Restate exactly, and only, the lines from the one with "In the picture above, where can the pale" through the end of the data, with both of those end lines kept. Drop any pictures.

SUPPLIED RECORDS:
#####

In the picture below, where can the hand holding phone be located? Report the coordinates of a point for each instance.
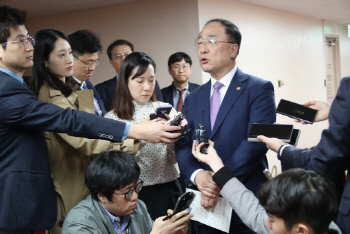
(183, 203)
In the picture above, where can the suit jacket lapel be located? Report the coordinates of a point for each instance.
(235, 89)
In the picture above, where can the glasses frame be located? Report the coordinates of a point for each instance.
(90, 63)
(131, 191)
(22, 41)
(210, 42)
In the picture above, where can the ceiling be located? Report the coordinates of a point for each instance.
(330, 10)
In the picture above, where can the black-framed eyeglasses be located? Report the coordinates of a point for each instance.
(178, 67)
(23, 41)
(201, 41)
(88, 63)
(129, 193)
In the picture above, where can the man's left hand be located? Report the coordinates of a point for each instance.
(271, 143)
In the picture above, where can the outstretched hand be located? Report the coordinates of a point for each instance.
(177, 224)
(271, 143)
(154, 132)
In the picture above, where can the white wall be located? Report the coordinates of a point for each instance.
(156, 27)
(340, 31)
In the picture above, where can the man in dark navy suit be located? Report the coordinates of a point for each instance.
(27, 195)
(117, 51)
(85, 46)
(180, 69)
(227, 105)
(331, 156)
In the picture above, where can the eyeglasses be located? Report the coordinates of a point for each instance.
(129, 193)
(177, 68)
(23, 41)
(89, 63)
(200, 41)
(120, 56)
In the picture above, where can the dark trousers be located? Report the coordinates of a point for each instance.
(159, 198)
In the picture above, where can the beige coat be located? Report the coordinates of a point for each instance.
(70, 156)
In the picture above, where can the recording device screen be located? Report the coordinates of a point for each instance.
(280, 131)
(182, 204)
(295, 137)
(296, 111)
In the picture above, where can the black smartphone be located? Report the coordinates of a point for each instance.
(280, 131)
(162, 110)
(182, 203)
(295, 137)
(296, 111)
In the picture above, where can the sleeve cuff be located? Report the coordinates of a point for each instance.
(222, 176)
(280, 150)
(126, 131)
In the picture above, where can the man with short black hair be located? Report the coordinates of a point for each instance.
(295, 202)
(117, 51)
(85, 47)
(180, 68)
(27, 194)
(113, 206)
(226, 107)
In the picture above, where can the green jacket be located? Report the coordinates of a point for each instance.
(89, 217)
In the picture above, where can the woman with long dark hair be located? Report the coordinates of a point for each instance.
(69, 156)
(134, 102)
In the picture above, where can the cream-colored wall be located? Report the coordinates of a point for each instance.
(340, 31)
(156, 27)
(278, 46)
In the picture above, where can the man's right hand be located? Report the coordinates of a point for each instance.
(154, 132)
(322, 107)
(172, 225)
(205, 184)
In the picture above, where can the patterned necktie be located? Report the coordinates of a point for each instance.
(181, 101)
(215, 103)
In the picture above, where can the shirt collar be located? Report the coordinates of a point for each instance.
(81, 83)
(226, 80)
(12, 74)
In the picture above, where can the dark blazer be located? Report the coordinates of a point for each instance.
(168, 92)
(107, 90)
(100, 102)
(331, 156)
(248, 100)
(27, 195)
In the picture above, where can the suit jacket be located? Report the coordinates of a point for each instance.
(70, 156)
(27, 195)
(90, 217)
(248, 100)
(107, 90)
(99, 100)
(168, 92)
(331, 156)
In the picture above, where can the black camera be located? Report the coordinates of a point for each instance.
(177, 122)
(202, 136)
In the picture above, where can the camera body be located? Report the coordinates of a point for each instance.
(202, 136)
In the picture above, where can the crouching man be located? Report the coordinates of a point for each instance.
(113, 206)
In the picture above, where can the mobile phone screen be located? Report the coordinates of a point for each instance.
(296, 111)
(280, 131)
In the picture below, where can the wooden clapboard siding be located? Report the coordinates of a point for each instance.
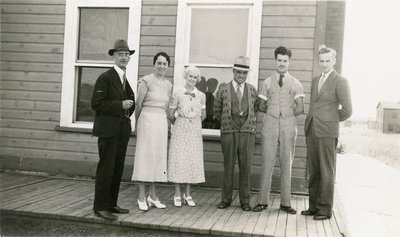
(32, 45)
(290, 24)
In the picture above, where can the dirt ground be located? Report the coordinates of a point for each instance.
(382, 147)
(28, 226)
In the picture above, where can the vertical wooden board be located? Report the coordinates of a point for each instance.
(192, 214)
(244, 219)
(291, 226)
(253, 219)
(320, 228)
(263, 216)
(328, 228)
(281, 223)
(334, 227)
(273, 217)
(217, 228)
(202, 208)
(205, 222)
(311, 225)
(301, 229)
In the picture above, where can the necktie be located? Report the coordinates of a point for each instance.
(124, 88)
(190, 93)
(239, 95)
(281, 80)
(124, 80)
(321, 82)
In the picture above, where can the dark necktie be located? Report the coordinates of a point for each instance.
(239, 95)
(190, 93)
(124, 88)
(281, 80)
(124, 80)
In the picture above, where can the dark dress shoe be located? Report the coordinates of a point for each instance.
(106, 215)
(319, 217)
(223, 205)
(289, 210)
(119, 210)
(260, 207)
(246, 207)
(308, 213)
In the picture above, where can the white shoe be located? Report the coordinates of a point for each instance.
(143, 205)
(177, 201)
(157, 203)
(189, 200)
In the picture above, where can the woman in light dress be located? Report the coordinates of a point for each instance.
(187, 110)
(150, 163)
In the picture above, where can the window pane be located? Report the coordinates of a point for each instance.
(99, 28)
(87, 76)
(218, 36)
(210, 81)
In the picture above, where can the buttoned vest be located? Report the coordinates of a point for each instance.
(281, 99)
(239, 119)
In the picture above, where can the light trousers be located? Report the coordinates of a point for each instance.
(276, 133)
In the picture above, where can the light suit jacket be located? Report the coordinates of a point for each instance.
(329, 107)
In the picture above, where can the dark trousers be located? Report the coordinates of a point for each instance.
(112, 151)
(237, 146)
(321, 161)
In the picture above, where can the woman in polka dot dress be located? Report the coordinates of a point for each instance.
(187, 109)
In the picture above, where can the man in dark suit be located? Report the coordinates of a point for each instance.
(330, 104)
(114, 102)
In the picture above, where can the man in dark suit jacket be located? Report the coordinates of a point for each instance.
(330, 104)
(114, 102)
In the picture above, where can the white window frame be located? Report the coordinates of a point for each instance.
(183, 38)
(70, 62)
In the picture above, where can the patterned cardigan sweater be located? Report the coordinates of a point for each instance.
(223, 109)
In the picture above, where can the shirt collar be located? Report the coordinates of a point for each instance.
(235, 85)
(193, 91)
(119, 71)
(285, 75)
(327, 74)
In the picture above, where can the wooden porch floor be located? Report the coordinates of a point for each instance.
(72, 199)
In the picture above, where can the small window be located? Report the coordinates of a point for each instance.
(92, 27)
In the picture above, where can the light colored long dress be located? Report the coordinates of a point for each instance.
(185, 157)
(150, 163)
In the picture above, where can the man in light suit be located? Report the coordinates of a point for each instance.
(114, 102)
(281, 96)
(330, 104)
(235, 107)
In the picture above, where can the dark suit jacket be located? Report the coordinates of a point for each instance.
(107, 98)
(324, 106)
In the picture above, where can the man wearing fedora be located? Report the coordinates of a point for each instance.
(281, 97)
(114, 102)
(235, 108)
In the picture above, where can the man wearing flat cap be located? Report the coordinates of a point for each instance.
(235, 108)
(114, 102)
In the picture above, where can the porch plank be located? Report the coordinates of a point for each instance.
(262, 221)
(69, 199)
(273, 218)
(301, 224)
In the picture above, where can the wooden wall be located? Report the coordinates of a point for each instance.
(32, 36)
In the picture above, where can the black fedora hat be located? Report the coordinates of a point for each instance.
(120, 45)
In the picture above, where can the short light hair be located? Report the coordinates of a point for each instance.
(323, 49)
(191, 69)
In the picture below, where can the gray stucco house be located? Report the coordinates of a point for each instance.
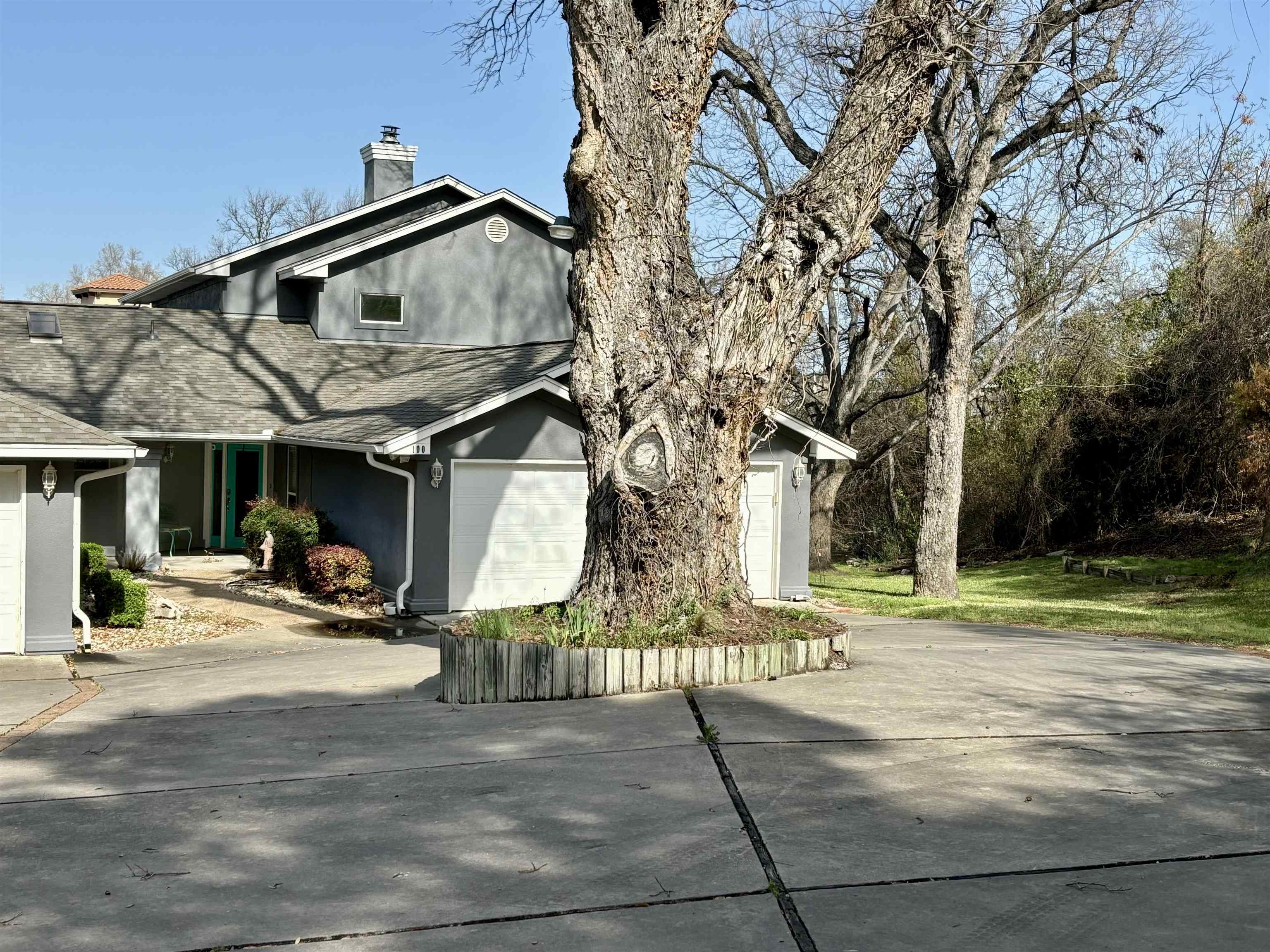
(402, 366)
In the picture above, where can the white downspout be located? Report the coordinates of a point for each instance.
(409, 526)
(75, 537)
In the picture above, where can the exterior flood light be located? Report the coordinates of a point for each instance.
(49, 479)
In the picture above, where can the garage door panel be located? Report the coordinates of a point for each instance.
(518, 532)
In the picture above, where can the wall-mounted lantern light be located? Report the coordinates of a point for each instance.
(49, 479)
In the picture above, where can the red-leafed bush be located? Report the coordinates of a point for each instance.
(342, 573)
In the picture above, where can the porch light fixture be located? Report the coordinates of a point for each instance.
(49, 479)
(799, 473)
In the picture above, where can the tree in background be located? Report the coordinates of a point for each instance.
(112, 259)
(257, 216)
(673, 369)
(1253, 405)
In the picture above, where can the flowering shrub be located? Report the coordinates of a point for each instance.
(342, 573)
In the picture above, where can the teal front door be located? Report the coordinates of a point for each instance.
(244, 481)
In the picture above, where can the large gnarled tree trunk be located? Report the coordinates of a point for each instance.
(671, 378)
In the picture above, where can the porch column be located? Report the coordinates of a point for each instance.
(141, 511)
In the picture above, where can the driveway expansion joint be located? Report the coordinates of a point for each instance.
(491, 921)
(86, 690)
(1039, 871)
(775, 884)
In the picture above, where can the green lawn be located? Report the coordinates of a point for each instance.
(1036, 592)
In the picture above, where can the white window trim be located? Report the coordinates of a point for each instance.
(383, 325)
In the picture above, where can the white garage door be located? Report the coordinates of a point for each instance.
(759, 532)
(517, 532)
(12, 525)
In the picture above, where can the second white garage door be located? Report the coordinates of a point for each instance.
(517, 532)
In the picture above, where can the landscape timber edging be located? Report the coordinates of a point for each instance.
(488, 671)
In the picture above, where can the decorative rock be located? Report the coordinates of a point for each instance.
(167, 610)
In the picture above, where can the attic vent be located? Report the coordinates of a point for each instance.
(496, 230)
(42, 325)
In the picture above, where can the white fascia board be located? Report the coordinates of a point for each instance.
(69, 451)
(543, 384)
(824, 446)
(315, 267)
(329, 445)
(220, 267)
(198, 437)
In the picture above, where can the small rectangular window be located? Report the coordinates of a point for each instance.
(293, 475)
(383, 309)
(42, 325)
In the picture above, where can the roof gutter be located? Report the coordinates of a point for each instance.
(409, 527)
(75, 543)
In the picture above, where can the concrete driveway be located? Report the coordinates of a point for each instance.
(962, 788)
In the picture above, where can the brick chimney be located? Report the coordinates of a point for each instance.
(389, 165)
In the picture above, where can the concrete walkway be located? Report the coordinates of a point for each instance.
(962, 788)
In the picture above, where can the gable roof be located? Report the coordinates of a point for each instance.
(171, 374)
(317, 266)
(31, 429)
(112, 282)
(219, 267)
(450, 384)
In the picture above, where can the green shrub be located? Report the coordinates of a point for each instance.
(295, 532)
(338, 571)
(122, 600)
(493, 624)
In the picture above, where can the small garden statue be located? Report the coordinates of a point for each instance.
(267, 552)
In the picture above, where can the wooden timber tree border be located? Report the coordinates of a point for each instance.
(487, 671)
(1088, 568)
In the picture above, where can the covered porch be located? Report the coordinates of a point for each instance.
(186, 497)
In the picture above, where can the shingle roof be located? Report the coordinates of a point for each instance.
(179, 371)
(112, 282)
(26, 422)
(451, 381)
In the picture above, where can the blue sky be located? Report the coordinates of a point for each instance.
(134, 122)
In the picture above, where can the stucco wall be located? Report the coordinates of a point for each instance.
(102, 511)
(368, 507)
(48, 598)
(253, 286)
(459, 286)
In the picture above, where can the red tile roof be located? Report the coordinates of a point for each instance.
(112, 282)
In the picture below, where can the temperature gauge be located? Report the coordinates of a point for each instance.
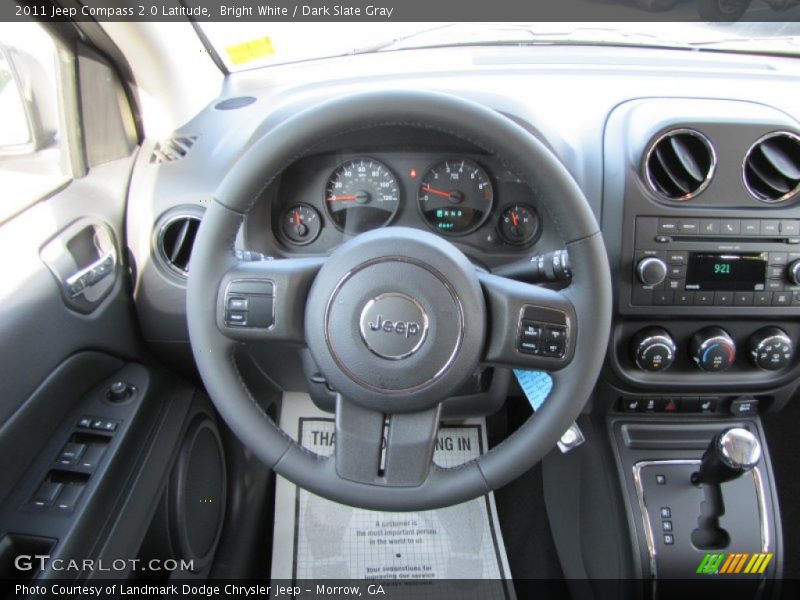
(519, 224)
(301, 224)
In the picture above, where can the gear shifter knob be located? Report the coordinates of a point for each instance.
(731, 453)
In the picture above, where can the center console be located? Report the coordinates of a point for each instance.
(701, 219)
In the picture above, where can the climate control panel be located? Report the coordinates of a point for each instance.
(712, 349)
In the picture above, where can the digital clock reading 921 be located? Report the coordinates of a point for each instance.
(726, 272)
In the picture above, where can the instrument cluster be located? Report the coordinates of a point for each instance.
(326, 199)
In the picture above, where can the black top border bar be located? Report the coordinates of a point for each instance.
(600, 11)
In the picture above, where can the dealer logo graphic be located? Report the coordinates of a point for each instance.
(734, 563)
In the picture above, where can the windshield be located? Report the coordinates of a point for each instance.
(250, 45)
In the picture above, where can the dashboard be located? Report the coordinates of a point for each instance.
(325, 199)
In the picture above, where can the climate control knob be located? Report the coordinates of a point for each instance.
(713, 349)
(771, 348)
(653, 349)
(793, 272)
(651, 270)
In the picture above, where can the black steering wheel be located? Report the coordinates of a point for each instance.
(398, 319)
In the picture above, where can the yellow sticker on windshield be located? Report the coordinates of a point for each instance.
(252, 50)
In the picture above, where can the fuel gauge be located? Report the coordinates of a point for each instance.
(519, 224)
(301, 224)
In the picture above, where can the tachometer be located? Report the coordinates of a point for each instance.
(362, 194)
(455, 196)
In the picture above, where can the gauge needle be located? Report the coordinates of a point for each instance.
(430, 190)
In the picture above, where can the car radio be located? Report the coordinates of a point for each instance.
(716, 262)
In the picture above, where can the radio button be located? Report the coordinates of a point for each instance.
(642, 297)
(709, 226)
(679, 271)
(730, 226)
(774, 285)
(778, 258)
(782, 299)
(789, 227)
(793, 272)
(677, 258)
(703, 298)
(770, 227)
(668, 226)
(743, 299)
(762, 299)
(723, 298)
(684, 298)
(751, 226)
(775, 272)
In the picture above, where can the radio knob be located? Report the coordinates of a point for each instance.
(653, 349)
(651, 271)
(771, 348)
(713, 349)
(793, 272)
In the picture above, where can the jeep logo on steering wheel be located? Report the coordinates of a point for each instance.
(401, 317)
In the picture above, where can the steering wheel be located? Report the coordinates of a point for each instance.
(397, 319)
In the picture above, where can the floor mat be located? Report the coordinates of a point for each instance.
(317, 539)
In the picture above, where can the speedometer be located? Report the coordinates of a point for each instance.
(361, 194)
(455, 196)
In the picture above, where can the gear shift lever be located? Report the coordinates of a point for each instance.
(731, 453)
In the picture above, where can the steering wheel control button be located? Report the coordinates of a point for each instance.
(530, 341)
(393, 325)
(249, 303)
(653, 349)
(771, 349)
(555, 341)
(712, 349)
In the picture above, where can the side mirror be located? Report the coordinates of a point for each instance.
(28, 111)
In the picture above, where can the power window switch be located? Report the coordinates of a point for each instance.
(69, 497)
(47, 492)
(92, 456)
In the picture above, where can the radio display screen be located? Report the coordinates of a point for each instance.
(726, 272)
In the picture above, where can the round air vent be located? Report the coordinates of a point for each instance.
(176, 240)
(680, 164)
(772, 167)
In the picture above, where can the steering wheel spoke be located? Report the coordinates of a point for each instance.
(389, 450)
(530, 326)
(266, 300)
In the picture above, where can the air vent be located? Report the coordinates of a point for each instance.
(772, 167)
(680, 164)
(176, 241)
(172, 149)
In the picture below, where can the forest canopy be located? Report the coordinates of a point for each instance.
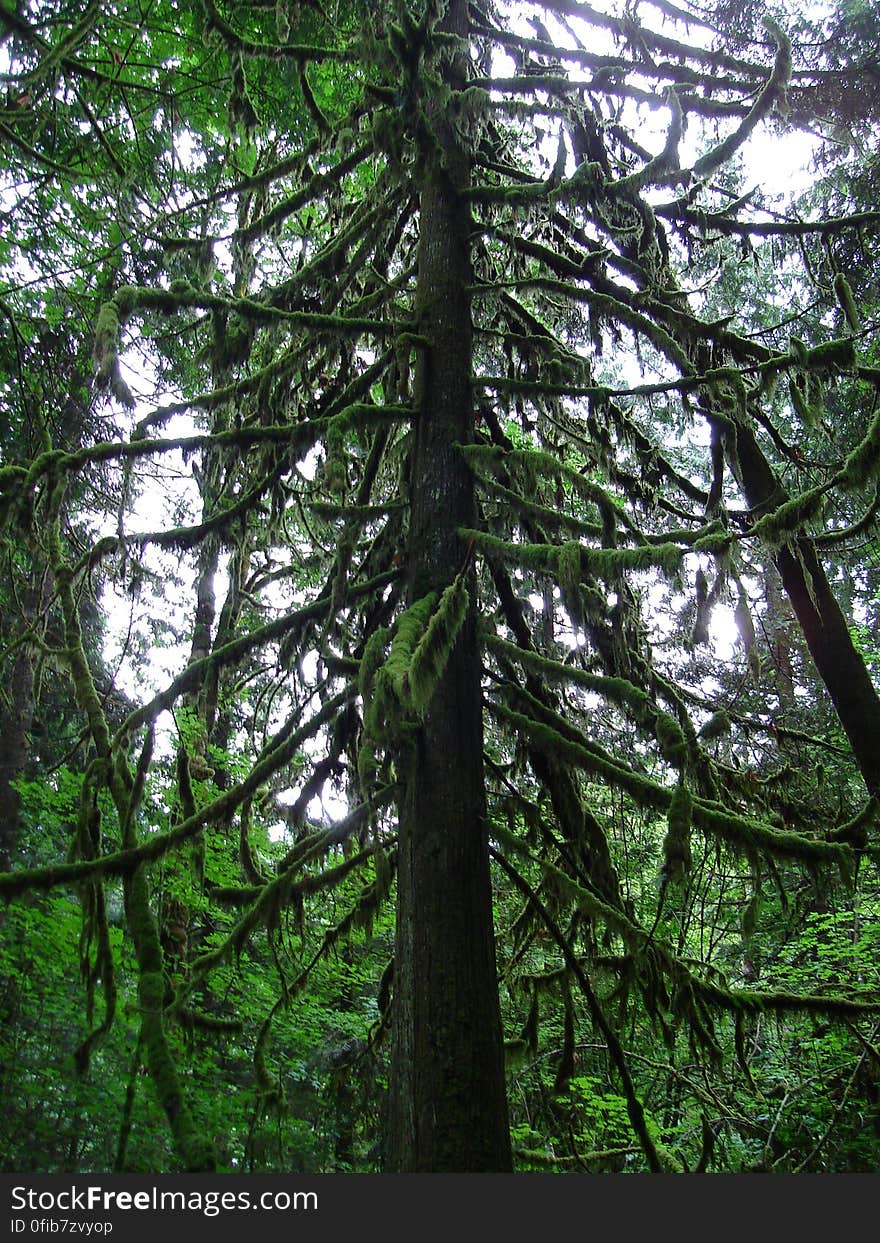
(439, 586)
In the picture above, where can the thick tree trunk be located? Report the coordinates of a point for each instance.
(448, 1106)
(822, 620)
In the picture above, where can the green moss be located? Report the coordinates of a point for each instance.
(791, 517)
(861, 463)
(671, 740)
(431, 654)
(844, 296)
(832, 356)
(676, 848)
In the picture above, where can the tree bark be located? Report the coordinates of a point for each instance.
(448, 1109)
(822, 620)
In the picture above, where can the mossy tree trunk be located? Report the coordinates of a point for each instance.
(820, 617)
(448, 1105)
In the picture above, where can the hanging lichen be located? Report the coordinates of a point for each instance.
(844, 296)
(431, 654)
(676, 847)
(106, 354)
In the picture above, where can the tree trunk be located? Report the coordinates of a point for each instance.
(16, 717)
(822, 620)
(448, 1106)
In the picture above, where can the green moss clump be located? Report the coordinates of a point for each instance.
(844, 296)
(676, 848)
(669, 735)
(434, 648)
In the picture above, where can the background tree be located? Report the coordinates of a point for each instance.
(445, 393)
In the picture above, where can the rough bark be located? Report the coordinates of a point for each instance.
(16, 717)
(822, 620)
(446, 1105)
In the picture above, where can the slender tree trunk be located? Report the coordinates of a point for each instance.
(16, 717)
(448, 1106)
(822, 620)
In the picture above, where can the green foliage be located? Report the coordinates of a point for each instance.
(223, 472)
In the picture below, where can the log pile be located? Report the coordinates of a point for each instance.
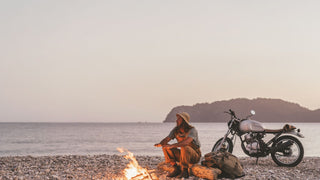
(196, 170)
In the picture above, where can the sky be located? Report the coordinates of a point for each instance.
(133, 61)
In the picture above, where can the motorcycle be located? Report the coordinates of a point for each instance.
(285, 150)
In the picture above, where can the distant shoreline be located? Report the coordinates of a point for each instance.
(111, 166)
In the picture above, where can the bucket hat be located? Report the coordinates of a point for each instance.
(185, 116)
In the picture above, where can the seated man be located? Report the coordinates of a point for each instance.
(188, 142)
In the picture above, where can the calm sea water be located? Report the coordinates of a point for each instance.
(104, 138)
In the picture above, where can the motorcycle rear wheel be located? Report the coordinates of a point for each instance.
(228, 143)
(289, 156)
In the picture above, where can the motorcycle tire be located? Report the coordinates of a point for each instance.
(286, 156)
(228, 143)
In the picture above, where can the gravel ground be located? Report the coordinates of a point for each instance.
(110, 167)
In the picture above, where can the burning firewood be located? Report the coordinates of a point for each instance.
(134, 171)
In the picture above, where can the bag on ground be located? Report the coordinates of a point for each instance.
(226, 162)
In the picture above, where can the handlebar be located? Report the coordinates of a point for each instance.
(232, 113)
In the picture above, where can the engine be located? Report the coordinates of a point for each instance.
(253, 142)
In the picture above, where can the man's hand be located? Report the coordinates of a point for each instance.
(158, 145)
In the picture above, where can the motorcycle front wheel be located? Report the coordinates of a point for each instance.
(289, 156)
(228, 145)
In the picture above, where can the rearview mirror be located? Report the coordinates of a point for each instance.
(252, 112)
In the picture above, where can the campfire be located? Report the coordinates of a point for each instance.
(134, 171)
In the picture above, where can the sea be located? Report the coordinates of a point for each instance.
(47, 139)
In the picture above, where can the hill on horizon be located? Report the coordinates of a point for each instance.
(267, 110)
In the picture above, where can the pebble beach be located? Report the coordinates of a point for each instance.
(109, 167)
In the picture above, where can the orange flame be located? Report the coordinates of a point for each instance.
(133, 170)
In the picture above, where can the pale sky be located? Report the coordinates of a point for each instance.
(130, 61)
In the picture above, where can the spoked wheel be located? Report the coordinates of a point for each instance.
(289, 152)
(227, 144)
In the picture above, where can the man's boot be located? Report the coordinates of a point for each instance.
(175, 172)
(184, 173)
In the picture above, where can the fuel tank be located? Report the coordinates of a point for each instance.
(251, 126)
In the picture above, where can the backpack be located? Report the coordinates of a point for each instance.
(226, 162)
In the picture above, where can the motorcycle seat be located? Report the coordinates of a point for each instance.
(273, 130)
(286, 128)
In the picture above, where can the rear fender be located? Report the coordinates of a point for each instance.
(296, 133)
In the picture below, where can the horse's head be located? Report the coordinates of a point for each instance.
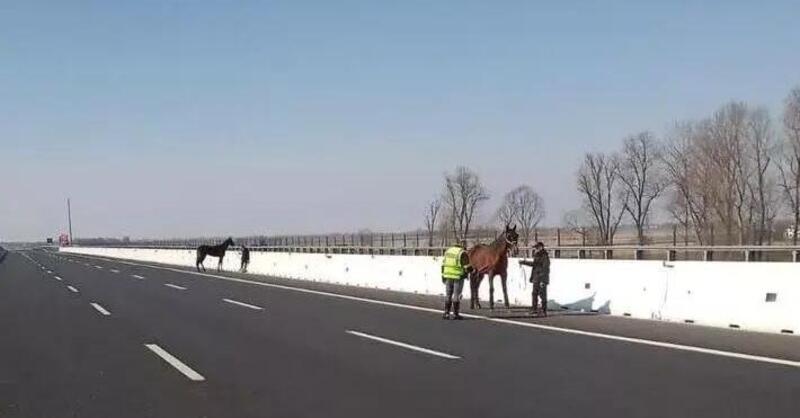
(511, 236)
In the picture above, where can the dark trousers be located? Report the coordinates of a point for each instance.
(453, 289)
(539, 291)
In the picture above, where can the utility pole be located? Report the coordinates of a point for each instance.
(69, 219)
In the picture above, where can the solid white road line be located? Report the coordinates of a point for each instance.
(652, 343)
(174, 362)
(100, 309)
(404, 345)
(246, 305)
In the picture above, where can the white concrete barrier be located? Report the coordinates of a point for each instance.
(751, 296)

#####

TASK OUTPUT:
In the picture above, where can the pale sky be located? Report the coordinates of a point for each instance.
(130, 61)
In the picture above, where can the spoked wheel be located? Report the coordinates of a point for each instance.
(289, 152)
(227, 144)
In the picture above, where can the man's boot be located? Report the coordinates of a point for each instance.
(175, 172)
(184, 173)
In the picture above, where can the fuel tank be located? Report the coordinates of a point for each instance.
(251, 126)
In the picture above, where can the backpack be located? Report the coordinates of a point for each instance.
(226, 162)
In the picture above, where can the motorcycle seat be located? Report the coordinates of a point for each instance.
(273, 130)
(286, 128)
In the picture above, where can the rear fender be located? Report the coordinates of a point for each instance.
(296, 133)
In the picture below, where can the horse's head be located? Report the coordinates of a point for each instance.
(511, 236)
In the picture above, where can the dark trousers be located? Report the coordinates of a point for each instance.
(453, 289)
(539, 291)
In the picture above, where can the utility pole be located? Report the coordinates of a point for each instance.
(69, 219)
In the picture above, where can the solid white road line be located? Report the coordinates of a point for each instance.
(652, 343)
(174, 362)
(100, 309)
(404, 345)
(246, 305)
In the picture above, where can the white concrete barrier be located? Report the coordinates of a point for each instance.
(751, 296)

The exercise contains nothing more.